수행 과제 -
아래 기록에서 "Fill in each"이 들어 있는 줄부터 "negative clicks: (77, 224)"가 들어 있는 줄까지, 양 끝 줄을 포함하여 번호 목록으로 정리하시오. 빈 줄은 빼시오.

연습 자료 -
+-------+

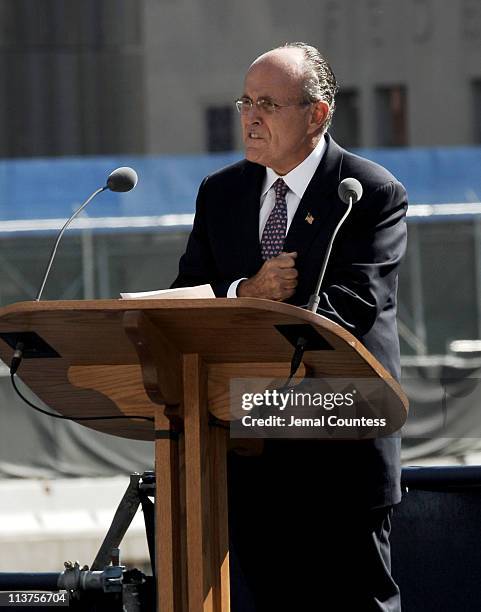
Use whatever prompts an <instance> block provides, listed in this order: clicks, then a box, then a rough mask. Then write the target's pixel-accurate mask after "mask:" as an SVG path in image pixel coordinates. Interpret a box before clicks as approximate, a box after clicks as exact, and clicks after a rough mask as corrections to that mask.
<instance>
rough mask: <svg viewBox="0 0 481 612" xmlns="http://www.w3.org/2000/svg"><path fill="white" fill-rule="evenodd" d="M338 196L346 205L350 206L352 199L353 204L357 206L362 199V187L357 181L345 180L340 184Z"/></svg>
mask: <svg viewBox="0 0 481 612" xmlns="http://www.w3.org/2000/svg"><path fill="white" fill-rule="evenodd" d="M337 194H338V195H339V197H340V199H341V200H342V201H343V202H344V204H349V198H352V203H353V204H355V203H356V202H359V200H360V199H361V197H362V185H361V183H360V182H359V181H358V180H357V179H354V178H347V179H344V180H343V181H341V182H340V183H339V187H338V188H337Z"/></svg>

+-------+

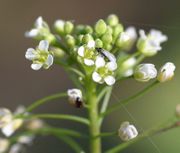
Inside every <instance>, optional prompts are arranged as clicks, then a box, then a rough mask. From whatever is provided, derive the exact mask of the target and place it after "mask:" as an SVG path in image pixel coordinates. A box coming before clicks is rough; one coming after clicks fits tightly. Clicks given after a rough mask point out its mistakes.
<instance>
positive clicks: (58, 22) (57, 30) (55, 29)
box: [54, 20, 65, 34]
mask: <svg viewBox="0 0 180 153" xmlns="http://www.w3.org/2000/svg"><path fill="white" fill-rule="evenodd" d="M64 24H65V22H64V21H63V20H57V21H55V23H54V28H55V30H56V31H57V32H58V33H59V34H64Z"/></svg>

+-------+

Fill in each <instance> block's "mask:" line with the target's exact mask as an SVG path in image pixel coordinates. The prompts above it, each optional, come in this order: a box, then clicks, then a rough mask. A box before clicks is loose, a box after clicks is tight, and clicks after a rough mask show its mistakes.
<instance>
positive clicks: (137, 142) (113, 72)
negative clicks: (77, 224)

+-------+

최종 답안 -
1. Fill in each <instance> block's "mask:" line with the target's exact mask as an SVG path in image pixel coordinates. The prompts above it, each optional, come in this order: a box, then clicks, then a rough mask. A box before clicks is loose, a box after clicks is tight, and clicks after a rough mask show its mistakes.
2. <instance>
3. positive clicks: (137, 142) (113, 72)
4. negative clicks: (77, 224)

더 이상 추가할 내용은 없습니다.